═════ Exercise passage ═════
Next, I began to query publishers directly, at least those who accepted unagented submissions. And guess what? I got more rejections!
Now, my memory of querying my current MS in 2022 is rather fuzzy due to the burnout and “rejection fatigue” but I had somehow managed to re-query yet another agent who had previously passed with – I don’t know – the sixth or seventh draft of my novel. And he seemed very interested this time. In fact, he sent me a freaking nine-page novella on all the areas that needed work as part of his R and R.
And so I stopped moping and got back to work. I wrote and re-wrote. And I enlisted the help of my wonderful writerly friends. I was convinced I’ve written the best version of this book I can write. I fired it off with a lot of hope in my heart and my fingers tightly crossed until my knuckles turned white. (Seriously though, if you have “knuckles turning white” listed anywhere in your ms, delete it now).
Two weeks later, I got an email that took my breath away (while I also had COVID, which was also taking my breath away, but in a different way).
The email read, “Hi Ahmad, let’s talk over the phone. What time are you free?”
AN AGENT WANTED TO TALK TO ME OVER THE PHONE!!! We all know what that’s supposed to mean, right?
Yeah, it was another rejection. A phone call rejection is not what I was expecting but it was uplifting and the agent was just a boss when it comes to being good-hearted and awesome, and he said he’d be open to yet another revision.
═════
### What to work on
(a) Answer these from the passage on querying, each on its own line:
(i) In what year did the writer query the current manuscript?
(ii) How many pages long was the agent's feedback as part of his R and R?
(iii) How long after sending off the revision did the writer get the email?
(b) Repeat everything in the passage on querying from "Now, my memory" down to "his R and R.", keeping every character unchanged.
(c) Translate this sentence from the passage on querying into Spanish: "And so I stopped moping and got back to work."
═════ Raw data ═════
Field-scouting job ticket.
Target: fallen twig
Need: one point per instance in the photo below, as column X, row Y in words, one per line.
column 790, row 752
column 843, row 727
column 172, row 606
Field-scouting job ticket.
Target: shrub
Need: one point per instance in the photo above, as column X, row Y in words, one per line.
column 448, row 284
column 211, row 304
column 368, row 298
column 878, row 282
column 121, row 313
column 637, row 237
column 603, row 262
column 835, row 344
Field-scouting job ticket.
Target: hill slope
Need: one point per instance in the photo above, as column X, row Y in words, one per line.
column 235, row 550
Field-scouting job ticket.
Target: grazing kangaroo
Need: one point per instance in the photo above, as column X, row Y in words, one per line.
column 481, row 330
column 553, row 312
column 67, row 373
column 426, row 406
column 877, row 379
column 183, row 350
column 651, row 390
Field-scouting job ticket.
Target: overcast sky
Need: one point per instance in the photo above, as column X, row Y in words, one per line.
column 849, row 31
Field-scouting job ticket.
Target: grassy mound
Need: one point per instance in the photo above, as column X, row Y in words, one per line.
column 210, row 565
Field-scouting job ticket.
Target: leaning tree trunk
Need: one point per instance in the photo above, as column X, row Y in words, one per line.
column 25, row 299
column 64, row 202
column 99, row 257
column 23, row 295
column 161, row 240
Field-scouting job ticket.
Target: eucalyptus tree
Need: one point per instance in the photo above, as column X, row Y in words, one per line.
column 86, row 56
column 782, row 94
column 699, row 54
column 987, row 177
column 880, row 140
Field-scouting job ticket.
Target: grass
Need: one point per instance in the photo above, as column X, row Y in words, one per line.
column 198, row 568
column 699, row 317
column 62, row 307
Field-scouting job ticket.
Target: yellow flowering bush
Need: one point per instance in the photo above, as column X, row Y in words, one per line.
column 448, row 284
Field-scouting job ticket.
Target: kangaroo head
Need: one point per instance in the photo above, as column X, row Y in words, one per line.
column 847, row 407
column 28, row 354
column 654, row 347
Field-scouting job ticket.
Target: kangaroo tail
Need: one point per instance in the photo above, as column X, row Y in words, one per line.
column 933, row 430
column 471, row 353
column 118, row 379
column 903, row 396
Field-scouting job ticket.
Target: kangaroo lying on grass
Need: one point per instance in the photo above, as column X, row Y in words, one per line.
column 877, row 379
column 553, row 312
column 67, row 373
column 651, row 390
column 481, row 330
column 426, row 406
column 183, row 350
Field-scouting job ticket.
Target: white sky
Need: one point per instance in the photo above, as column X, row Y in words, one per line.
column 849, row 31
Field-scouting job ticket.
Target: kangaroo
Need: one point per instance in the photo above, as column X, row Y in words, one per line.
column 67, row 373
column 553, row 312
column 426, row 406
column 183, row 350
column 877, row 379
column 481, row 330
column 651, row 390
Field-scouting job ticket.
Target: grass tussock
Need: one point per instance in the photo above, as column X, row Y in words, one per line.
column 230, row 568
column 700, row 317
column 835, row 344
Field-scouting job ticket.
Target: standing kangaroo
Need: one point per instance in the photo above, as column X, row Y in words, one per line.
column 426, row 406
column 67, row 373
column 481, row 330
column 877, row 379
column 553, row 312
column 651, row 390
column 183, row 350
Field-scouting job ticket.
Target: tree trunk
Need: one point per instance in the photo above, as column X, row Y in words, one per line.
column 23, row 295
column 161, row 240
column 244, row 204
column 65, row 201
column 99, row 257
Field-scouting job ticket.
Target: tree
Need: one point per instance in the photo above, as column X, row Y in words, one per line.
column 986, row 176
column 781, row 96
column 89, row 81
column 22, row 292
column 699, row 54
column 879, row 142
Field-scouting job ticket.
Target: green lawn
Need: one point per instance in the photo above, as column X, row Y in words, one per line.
═════
### Task-by-task results
(a)
(i) 2022
(ii) Nine pages
(iii) Two weeks

(b)
Now, my memory of querying my current MS in 2022 is rather fuzzy due to the burnout and “rejection fatigue” but I had somehow managed to re-query yet another agent who had previously passed with – I don’t know – the sixth or seventh draft of my novel. And he seemed very interested this time. In fact, he sent me a freaking nine-page novella on all the areas that needed work as part of his R and R.

(c) Y entonces dejé de lamentarme y volví a ponerme a trabajar.